EXERCISE SET -
(a) Answer these questions using the article on the Athens marijuana proposal:
(i) About what share of the misdemeanor marijuana cases handled in Athens County Municipal Court come from offenses on the Ohio University campus?
(ii) How many signatures must the group gather by mid-July?
(iii) What fine does the Athens proposal set for felony-level offenses?
(b) Return, unchanged, the part of the records that starts with the line containing "target: striped flag" and runs through the end of the records, including both ends.

A proposal to decriminalize marijuana in the city of Athens would not affect offenses that occur on the Ohio University campus, which account for around 70 percent of misdemeanor marijuana cases handled in Athens County Municipal Court, Athens Law Director Lisa Eliason said Thursday.
Moreover, she said the language of the proposed ballot initiative would not allow her office to amend marijuana charges to a lesser offense. Currently, that option is available, which has the effect of avoiding suspension of offenders’ driver’s licenses and the loss of federal student aid, Eliason said.
The Athens Cannabis Ordinance (TACO) was submitted to the city Auditor’s office May 27 by a group of Athens residents. The signature collection process will begin after a 10-day review period, a press release from the group announced late last month.
The group must gather 317 signatures by mid-July to put the ballot initiative to city voters in November. The initiative proposes to lower fines to zero for misdemeanor-level marijuana offenses and one dollar for felony-level offenses within the city of Athens with no incarceration, probation, court costs or any other punitive measures imposed.
A similar law in Toledo had provisions regarding felony-level offenses challenged in a lawsuit from Ohio Attorney General Mike DeWine that was joined by the Lucas County sheriff and prosecutor.
In that case, the court issued a permanent injunction on the felony-related components of the citizen-passed ordinance in part because it called for zero fines, in conflict with state law. This is why the Athens proposal includes a $1 fine for felony-level offenses in an attempt to preempt state challenge.

SUPPLIED RECORDS -
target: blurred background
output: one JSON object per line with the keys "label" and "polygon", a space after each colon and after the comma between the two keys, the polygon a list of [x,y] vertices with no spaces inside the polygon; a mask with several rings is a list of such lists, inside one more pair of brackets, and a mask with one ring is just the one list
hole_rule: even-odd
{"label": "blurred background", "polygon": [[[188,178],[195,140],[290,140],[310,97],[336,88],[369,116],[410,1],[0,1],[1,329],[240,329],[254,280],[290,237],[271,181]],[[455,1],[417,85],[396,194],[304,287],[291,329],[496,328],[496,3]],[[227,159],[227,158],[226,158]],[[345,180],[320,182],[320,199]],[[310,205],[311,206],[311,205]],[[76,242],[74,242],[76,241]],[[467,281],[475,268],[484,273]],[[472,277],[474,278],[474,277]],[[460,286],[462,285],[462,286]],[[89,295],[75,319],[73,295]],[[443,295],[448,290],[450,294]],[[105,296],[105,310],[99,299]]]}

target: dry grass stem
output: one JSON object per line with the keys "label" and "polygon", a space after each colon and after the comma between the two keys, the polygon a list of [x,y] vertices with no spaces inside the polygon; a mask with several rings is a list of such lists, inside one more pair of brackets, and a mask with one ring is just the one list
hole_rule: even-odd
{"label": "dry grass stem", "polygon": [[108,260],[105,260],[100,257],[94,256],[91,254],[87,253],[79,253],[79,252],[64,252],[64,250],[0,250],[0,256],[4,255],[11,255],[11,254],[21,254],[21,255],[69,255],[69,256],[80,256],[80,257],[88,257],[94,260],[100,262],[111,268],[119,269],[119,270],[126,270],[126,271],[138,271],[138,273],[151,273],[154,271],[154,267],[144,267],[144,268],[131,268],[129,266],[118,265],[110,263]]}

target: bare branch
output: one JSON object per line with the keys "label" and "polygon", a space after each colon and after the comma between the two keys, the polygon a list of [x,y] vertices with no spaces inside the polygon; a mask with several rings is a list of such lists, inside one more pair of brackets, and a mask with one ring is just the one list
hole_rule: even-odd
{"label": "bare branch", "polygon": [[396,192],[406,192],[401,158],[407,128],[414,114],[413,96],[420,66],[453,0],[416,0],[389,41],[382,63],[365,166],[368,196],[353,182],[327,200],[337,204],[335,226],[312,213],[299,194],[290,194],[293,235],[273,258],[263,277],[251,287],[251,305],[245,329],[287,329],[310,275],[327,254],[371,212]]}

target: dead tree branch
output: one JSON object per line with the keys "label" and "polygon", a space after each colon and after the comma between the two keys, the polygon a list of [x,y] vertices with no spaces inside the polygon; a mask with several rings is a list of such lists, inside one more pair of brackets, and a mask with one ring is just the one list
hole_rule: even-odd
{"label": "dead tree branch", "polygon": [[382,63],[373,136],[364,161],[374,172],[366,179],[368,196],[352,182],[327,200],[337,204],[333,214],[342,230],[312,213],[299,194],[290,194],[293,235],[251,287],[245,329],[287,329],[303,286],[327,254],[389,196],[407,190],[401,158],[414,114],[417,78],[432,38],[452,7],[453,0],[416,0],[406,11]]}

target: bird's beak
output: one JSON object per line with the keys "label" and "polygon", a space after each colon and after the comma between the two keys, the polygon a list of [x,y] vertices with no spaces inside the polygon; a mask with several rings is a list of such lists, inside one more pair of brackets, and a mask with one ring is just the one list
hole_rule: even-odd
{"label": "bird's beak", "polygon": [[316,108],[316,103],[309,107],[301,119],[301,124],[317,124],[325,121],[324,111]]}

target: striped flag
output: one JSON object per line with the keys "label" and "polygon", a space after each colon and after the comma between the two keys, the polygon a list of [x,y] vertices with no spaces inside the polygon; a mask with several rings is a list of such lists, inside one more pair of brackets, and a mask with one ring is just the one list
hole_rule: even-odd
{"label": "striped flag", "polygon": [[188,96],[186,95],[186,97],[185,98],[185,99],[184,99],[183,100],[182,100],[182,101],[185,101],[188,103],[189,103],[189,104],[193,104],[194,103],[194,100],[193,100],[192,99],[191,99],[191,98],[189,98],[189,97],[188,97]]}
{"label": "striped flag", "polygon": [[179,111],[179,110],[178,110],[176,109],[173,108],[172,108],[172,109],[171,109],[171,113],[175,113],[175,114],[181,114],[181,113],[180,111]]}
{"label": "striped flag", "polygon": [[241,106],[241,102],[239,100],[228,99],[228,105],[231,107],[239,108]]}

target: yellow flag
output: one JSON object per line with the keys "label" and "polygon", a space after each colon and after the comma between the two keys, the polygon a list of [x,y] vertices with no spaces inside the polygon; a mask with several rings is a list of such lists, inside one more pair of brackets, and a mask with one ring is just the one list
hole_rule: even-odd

REPLIES -
(a)
(i) Around 70 percent.
(ii) 317 signatures.
(iii) One dollar ($1).

(b)
target: striped flag
output: one JSON object per line with the keys "label" and "polygon", a space after each colon and after the comma between the two keys, the polygon a list of [x,y] vertices with no spaces inside the polygon; a mask with several rings is a list of such lists, inside one more pair of brackets, and a mask with one ring is just the one list
hole_rule: even-odd
{"label": "striped flag", "polygon": [[188,96],[186,95],[186,97],[185,98],[185,99],[184,99],[183,100],[182,100],[182,101],[185,101],[188,103],[189,103],[189,104],[193,104],[194,103],[194,100],[193,100],[192,99],[191,99],[191,98],[189,98],[189,97],[188,97]]}
{"label": "striped flag", "polygon": [[179,111],[179,110],[178,110],[176,109],[173,108],[172,108],[172,109],[171,109],[171,113],[175,113],[175,114],[181,114],[181,113],[180,111]]}
{"label": "striped flag", "polygon": [[241,106],[241,102],[239,100],[228,99],[228,105],[231,107],[239,108]]}

target: yellow flag
output: one JSON object per line with the keys "label" and "polygon", a space after each colon and after the comma between the two keys, the polygon a list of [x,y] vertices with no spaces inside the polygon; a mask with several rings is a list of such lists, inside one more pair of brackets, and a mask with one ring is just the one list
hole_rule: even-odd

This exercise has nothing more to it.